◆ **Provided text**
-=-=-=-=-
# LOTR - A Better Plan



## Sukerkin (Jun 10, 2012)

For those of us who have long thought that the plan to get rid of the One Ring was ridiculously convoluted and prone to failure, here was Boromir's much better idea that he gave at the first meeting of the Council in Rivendell:

[yt]-EWfllJ6kNw[/yt]

As he was a man's man and a soldier, there is some foul language in this so be warned.


----------



## Tgace (Jun 10, 2012)

I've often wondered...if the Eagles could airlift the hobbits out at the stories end, why were they not used as an air insertion platform? If not flown into Mordor proper, they could have at least shortened the trip significantly.


----------



## Sukerkin (Jun 10, 2012)

Exactly so - it is a tactic that has been aired at many a drunken nights chin-wagging :lol:.


----------



## Blindside (Jun 10, 2012)

Mordor had an airforce with the nazgul out in full force....  Not quite Spitfires, but probably a screen that would be tough for an eagle to crack.


----------



## Sukerkin (Jun 10, 2012)

One eagle maybe but there were only Nine Riders.  That's not much of a screen at the end of the day.


----------



## Tgace (Jun 10, 2012)

Hell. Im not even saying "door to door". How about just knocking off a few hundred leagues?


----------



## MA-Caver (Jun 10, 2012)

Blindside said:


> Mordor had an airforce with the nazgul out in full force....  Not quite Spitfires, but probably a screen that would be tough for an eagle to crack.


 If Sauron and the Witch King of Angmar was pre-occupied with the siege of Minas Tirith then the Eagle could've flown around, i.e. the route that Frodo, Sam and Gollum/Smeagol took. 
Volia ...
Could've given the ring to Smeagol to hold it and then drop him AND the ring into the mountain. Heh... 
That was a funny video.


----------
-=-=-=-=-
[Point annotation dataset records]
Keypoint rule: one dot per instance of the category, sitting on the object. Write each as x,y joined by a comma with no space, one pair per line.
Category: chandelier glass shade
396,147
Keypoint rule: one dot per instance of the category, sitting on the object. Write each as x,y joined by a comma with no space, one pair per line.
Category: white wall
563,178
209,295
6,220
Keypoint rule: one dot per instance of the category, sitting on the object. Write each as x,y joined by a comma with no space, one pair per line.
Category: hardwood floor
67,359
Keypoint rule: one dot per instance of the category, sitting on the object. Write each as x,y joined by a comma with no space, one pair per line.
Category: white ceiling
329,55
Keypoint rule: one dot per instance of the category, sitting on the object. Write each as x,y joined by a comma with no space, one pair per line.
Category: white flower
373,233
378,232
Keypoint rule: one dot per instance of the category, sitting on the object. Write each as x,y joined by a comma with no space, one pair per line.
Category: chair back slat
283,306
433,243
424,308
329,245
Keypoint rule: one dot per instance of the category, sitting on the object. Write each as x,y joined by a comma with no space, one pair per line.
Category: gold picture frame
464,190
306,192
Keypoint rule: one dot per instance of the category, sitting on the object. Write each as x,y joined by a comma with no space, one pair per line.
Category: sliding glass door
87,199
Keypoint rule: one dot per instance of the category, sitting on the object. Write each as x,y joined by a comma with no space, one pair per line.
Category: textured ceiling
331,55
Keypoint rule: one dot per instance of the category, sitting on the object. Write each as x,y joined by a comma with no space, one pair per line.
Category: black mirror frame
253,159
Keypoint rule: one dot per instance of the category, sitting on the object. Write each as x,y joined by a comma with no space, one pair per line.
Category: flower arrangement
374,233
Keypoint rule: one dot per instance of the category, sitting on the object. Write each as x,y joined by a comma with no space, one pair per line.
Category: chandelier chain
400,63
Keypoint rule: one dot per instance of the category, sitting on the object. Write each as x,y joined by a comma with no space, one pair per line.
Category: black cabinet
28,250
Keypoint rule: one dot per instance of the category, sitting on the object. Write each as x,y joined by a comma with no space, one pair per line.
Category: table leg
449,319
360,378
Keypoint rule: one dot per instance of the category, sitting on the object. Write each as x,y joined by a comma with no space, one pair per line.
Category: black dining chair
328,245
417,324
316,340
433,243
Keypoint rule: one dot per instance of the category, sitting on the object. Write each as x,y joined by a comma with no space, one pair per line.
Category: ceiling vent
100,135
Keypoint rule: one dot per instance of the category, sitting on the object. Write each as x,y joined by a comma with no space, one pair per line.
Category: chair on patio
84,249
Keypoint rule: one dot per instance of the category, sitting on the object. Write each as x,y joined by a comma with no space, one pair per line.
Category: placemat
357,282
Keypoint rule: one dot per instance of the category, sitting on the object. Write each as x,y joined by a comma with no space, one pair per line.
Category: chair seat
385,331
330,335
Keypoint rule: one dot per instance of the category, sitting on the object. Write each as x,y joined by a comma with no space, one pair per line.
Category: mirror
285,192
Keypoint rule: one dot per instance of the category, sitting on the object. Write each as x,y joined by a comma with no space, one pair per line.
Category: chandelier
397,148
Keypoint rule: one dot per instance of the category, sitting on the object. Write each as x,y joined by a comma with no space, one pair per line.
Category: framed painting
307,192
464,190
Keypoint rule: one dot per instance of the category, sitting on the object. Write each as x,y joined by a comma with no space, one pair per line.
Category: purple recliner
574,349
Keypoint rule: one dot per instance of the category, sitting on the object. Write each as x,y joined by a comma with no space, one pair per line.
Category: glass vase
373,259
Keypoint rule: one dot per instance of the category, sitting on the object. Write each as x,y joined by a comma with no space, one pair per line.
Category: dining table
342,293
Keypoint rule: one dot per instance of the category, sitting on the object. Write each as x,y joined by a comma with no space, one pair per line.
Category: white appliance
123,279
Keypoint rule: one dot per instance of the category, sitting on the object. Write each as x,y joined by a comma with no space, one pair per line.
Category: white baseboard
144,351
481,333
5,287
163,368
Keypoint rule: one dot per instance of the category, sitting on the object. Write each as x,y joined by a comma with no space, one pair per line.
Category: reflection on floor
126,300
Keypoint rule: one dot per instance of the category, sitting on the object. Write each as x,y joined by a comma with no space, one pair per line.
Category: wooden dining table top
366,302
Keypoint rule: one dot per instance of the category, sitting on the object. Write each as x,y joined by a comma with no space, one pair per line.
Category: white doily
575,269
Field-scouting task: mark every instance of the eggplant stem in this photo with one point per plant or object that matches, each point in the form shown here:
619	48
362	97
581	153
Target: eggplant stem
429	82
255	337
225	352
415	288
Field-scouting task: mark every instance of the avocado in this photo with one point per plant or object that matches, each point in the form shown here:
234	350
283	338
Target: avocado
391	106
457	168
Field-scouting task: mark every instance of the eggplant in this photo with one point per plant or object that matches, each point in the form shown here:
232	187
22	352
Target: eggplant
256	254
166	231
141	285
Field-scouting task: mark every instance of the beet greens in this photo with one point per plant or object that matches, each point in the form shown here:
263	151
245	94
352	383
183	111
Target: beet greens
-=-=-=-=-
◆ **Task 1**
Do these statements agree with the forum thread about a better plan for the One Ring? Answer yes or no for each and quote the words that decide it. (a) Tgace thinks the Eagles could at least have shortened the journey. (b) Sukerkin says there were twelve Riders. (c) MA-Caver found the video boring.
◆ **Task 2**
Which lines of the records contain the string "greens"? Extract every one of them, and treat case as significant.
The forum thread and the records are unrelated material.

◆ **Result 1**
(a) Yes: "they could have at least shortened the trip significantly."
(b) No: "there were only Nine Riders."
(c) No: "That was a funny video."

◆ **Result 2**
Field-scouting task: mark every instance of the beet greens in this photo with one point per plant or object that matches, each point in the form shown here:
Target: beet greens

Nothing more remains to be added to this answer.